EXERCISE REQUIREMENTS: From the items below, pull out and copy every line that contains the word "white". Treat matches as case-sensitive.

WORKING DATA:
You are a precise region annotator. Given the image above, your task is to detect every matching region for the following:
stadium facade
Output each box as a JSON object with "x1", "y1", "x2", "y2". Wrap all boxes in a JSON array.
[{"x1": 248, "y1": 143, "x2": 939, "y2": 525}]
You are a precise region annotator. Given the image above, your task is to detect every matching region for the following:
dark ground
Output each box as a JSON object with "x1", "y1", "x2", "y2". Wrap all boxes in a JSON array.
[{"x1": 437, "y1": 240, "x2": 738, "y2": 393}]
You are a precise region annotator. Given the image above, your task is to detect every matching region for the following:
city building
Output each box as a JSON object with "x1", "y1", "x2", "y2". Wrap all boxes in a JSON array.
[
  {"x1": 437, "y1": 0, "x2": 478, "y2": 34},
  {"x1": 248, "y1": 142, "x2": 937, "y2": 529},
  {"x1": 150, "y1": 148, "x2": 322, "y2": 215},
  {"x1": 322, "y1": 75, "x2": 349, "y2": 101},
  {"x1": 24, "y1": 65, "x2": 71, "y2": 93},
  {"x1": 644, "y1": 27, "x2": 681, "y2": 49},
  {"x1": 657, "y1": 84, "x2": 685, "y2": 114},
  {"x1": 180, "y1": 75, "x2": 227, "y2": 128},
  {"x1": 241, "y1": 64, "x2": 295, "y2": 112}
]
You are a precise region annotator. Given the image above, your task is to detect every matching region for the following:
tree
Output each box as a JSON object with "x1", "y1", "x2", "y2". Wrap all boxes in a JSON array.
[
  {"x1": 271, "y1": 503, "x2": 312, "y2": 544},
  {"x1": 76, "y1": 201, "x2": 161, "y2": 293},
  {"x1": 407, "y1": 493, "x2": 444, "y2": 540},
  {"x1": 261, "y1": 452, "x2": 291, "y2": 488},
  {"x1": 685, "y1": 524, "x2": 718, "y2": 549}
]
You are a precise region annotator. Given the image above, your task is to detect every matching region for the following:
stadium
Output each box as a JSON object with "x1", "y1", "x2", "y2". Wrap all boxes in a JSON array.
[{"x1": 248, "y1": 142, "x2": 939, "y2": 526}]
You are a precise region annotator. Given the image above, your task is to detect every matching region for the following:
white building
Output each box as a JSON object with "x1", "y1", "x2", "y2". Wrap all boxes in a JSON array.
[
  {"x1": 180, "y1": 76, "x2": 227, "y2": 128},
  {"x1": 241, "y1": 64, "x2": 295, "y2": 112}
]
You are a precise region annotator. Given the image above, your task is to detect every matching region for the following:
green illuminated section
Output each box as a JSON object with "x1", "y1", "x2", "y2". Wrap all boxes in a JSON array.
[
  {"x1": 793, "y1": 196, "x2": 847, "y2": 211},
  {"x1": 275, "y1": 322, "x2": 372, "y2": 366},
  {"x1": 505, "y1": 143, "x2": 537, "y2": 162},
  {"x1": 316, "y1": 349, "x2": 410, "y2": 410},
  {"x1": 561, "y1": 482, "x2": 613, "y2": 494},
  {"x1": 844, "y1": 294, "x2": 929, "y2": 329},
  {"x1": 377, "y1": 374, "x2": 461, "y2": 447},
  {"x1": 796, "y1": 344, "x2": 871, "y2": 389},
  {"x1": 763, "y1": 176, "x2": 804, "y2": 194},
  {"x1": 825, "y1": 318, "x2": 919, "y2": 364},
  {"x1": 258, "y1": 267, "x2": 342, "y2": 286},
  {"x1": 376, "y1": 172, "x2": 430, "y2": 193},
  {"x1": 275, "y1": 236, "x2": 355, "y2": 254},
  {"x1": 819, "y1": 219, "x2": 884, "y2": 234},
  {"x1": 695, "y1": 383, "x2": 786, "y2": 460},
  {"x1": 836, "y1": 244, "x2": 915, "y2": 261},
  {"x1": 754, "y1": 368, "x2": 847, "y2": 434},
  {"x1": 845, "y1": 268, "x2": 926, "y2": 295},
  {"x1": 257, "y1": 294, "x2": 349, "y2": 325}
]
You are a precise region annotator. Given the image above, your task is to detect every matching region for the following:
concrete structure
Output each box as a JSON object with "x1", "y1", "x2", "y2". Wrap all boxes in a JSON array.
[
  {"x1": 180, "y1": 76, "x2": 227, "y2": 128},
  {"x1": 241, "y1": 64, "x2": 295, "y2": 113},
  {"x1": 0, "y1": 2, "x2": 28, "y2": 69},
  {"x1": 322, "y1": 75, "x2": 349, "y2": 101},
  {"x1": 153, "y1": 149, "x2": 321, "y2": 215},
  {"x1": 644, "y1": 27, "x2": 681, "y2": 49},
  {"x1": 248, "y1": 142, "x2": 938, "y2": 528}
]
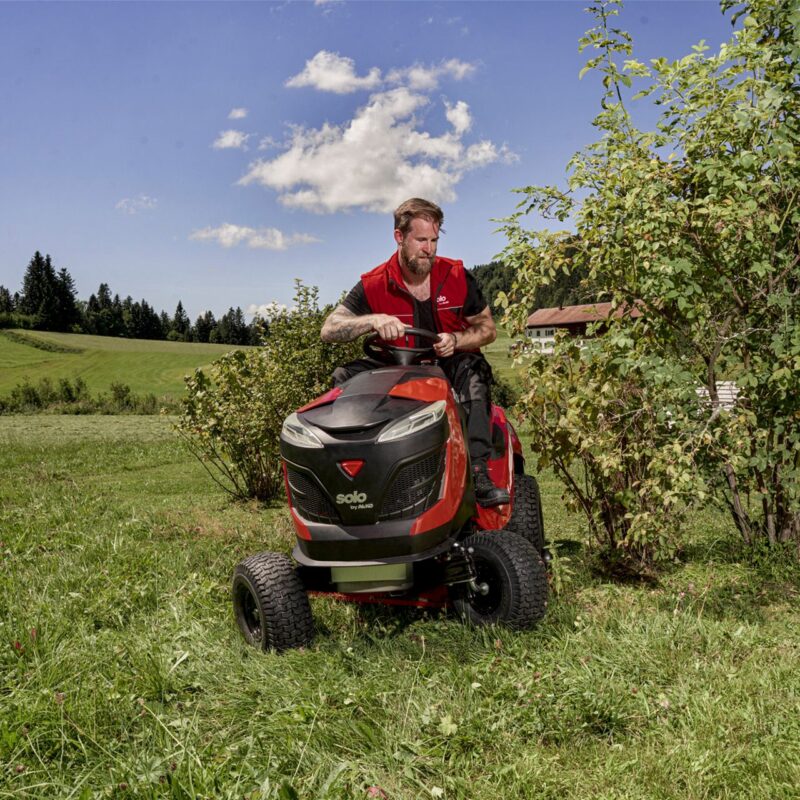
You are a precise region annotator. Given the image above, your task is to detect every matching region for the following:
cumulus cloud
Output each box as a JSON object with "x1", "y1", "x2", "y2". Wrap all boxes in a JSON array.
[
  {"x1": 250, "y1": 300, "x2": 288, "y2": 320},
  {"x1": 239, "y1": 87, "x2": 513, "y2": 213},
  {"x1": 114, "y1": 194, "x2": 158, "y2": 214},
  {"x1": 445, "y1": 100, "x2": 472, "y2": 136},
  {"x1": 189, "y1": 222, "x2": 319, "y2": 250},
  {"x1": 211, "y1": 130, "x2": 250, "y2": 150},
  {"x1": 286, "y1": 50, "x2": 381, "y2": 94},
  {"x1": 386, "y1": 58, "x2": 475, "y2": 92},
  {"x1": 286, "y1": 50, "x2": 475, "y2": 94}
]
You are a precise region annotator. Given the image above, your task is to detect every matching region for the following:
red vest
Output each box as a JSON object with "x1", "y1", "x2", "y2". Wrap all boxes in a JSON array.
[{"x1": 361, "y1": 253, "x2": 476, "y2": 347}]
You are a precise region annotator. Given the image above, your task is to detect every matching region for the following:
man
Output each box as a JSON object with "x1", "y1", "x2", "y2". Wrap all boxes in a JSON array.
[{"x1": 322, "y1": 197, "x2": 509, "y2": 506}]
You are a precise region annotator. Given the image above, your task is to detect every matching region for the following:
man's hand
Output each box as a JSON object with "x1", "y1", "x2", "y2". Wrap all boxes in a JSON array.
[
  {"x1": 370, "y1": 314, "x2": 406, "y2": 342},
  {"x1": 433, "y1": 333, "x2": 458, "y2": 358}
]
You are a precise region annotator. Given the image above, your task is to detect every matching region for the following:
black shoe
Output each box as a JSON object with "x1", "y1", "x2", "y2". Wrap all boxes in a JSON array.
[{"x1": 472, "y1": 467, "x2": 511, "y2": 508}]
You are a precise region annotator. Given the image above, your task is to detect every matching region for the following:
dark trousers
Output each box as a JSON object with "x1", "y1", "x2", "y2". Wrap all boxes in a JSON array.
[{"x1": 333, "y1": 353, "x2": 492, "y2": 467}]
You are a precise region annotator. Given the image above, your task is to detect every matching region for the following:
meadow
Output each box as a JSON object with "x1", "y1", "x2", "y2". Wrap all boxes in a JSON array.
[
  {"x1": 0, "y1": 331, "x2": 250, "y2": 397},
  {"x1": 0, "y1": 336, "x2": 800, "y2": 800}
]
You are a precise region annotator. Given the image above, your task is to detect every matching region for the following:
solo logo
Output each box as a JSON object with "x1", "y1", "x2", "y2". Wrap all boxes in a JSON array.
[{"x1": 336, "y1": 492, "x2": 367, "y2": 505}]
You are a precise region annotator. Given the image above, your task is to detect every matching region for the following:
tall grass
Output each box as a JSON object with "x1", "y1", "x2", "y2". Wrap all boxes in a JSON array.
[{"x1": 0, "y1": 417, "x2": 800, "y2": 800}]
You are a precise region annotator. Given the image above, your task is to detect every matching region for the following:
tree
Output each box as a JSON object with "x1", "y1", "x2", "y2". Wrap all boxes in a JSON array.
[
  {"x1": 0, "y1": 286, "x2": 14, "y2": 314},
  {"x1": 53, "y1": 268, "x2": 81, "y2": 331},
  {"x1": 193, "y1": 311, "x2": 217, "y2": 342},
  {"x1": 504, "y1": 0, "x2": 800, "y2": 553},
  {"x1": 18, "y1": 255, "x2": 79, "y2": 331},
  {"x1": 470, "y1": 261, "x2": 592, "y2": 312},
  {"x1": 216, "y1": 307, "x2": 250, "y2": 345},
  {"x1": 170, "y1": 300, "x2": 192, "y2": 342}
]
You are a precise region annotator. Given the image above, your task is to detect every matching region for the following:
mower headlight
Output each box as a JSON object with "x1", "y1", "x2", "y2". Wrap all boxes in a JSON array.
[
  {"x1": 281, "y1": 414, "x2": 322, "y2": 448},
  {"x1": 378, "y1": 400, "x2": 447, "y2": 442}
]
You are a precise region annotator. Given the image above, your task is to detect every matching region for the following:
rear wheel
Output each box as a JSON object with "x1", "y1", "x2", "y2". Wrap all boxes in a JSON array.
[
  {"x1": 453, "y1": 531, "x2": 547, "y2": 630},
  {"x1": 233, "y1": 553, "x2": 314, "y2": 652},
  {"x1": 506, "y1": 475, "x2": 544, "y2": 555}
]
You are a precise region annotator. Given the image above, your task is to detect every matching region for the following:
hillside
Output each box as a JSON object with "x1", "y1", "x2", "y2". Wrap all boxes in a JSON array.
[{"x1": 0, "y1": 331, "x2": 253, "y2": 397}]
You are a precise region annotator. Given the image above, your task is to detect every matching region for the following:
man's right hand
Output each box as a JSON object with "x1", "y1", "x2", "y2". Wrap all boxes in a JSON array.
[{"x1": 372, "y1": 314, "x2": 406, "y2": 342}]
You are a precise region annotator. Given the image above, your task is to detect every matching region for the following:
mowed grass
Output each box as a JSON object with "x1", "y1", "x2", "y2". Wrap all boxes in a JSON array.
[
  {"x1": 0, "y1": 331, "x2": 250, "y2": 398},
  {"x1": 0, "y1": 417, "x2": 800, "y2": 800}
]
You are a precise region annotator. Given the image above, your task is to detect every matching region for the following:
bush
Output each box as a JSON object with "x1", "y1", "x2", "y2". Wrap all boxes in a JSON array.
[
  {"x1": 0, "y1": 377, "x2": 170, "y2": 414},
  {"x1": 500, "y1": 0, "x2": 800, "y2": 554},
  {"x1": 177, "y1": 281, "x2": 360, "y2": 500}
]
...
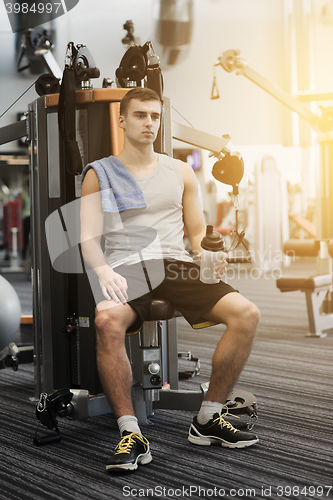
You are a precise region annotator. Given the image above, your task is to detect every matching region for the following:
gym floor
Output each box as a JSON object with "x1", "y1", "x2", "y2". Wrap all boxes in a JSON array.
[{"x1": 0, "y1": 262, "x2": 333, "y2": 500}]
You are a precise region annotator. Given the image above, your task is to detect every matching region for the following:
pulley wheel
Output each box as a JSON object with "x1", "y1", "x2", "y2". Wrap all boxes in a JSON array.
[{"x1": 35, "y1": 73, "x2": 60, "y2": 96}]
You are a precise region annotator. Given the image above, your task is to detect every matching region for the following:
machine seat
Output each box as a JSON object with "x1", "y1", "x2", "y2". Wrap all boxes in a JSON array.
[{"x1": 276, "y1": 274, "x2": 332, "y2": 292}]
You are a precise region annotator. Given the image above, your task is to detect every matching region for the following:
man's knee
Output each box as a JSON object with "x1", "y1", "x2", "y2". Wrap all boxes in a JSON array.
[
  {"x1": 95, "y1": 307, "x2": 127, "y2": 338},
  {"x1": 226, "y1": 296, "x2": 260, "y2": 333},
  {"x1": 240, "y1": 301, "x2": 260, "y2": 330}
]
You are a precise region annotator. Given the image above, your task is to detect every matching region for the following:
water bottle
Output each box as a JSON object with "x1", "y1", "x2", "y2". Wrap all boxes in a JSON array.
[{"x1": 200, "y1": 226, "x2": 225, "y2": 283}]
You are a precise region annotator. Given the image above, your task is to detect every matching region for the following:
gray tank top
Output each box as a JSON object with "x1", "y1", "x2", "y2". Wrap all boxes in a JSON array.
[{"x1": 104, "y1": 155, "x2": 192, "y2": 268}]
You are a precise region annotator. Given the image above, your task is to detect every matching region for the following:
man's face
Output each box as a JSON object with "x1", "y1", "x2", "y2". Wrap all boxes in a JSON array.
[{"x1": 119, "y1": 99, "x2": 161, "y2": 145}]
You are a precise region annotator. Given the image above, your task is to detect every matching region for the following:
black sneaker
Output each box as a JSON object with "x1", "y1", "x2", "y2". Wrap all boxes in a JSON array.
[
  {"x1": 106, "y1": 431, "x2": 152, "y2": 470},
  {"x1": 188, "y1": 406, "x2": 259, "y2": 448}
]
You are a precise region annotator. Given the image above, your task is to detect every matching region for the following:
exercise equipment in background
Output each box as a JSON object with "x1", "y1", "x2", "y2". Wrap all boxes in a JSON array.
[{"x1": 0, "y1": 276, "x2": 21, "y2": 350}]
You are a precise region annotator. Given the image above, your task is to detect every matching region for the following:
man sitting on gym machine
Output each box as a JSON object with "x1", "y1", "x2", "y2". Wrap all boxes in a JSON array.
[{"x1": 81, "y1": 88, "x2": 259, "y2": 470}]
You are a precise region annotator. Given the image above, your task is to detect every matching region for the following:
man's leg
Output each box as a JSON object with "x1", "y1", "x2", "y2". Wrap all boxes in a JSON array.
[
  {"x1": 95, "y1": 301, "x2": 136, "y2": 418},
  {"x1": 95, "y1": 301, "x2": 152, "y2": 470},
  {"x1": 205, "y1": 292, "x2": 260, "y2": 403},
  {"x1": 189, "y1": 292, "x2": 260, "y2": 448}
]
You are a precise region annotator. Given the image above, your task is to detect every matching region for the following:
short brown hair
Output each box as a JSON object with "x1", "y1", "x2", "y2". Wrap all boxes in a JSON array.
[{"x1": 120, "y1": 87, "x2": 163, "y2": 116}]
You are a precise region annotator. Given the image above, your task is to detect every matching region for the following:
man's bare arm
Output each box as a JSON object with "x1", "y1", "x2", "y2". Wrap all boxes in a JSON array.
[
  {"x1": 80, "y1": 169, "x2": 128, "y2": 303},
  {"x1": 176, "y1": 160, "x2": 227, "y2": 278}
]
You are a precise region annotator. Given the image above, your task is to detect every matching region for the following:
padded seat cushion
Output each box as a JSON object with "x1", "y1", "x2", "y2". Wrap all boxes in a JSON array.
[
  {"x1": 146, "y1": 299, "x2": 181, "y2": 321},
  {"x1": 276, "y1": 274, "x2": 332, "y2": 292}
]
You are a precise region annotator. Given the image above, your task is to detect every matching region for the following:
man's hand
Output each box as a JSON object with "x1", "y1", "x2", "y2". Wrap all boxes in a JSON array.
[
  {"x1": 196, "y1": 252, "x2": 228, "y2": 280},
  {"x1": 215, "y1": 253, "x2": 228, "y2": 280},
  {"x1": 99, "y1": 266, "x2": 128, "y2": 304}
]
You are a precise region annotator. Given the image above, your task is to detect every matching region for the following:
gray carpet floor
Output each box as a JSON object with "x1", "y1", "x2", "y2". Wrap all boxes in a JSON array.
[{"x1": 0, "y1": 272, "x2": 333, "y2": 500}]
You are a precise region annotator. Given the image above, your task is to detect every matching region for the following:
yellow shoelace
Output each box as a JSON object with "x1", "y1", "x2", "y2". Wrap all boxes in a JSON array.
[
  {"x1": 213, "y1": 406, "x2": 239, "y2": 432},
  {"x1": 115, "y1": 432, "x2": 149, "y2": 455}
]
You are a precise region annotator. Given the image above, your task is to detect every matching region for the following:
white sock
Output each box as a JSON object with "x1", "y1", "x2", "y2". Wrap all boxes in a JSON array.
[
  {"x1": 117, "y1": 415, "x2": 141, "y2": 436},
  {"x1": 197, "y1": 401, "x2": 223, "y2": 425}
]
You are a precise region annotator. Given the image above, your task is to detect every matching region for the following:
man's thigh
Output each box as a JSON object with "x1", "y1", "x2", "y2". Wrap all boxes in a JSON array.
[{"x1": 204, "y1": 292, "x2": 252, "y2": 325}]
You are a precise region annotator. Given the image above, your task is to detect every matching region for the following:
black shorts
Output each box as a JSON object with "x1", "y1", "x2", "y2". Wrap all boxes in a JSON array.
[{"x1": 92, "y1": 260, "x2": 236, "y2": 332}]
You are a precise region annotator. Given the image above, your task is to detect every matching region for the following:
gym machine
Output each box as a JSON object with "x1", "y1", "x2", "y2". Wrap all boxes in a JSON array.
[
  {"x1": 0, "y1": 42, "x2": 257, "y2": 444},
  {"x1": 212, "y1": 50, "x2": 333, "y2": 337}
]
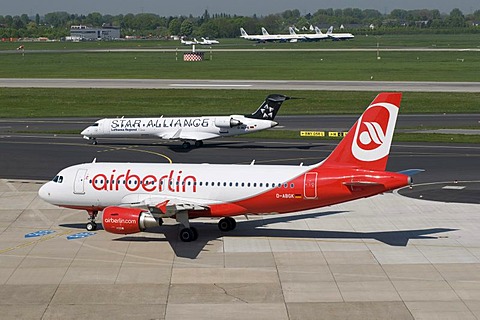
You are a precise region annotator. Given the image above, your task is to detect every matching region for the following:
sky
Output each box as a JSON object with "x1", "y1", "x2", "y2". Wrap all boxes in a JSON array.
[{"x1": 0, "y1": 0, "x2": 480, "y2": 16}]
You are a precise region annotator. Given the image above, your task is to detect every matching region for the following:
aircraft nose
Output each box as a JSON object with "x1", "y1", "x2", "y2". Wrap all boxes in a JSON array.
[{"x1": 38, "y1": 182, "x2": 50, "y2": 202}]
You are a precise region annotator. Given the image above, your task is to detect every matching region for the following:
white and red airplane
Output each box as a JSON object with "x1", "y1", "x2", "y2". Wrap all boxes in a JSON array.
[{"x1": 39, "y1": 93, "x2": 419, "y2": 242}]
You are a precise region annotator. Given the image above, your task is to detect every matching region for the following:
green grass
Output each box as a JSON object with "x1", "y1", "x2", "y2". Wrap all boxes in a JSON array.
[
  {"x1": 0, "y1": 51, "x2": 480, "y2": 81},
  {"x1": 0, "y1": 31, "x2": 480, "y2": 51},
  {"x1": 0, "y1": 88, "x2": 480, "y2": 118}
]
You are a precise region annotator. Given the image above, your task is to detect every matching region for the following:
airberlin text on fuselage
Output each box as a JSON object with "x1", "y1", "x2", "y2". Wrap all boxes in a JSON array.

SOLUTION BELOW:
white building
white sock
white and red airplane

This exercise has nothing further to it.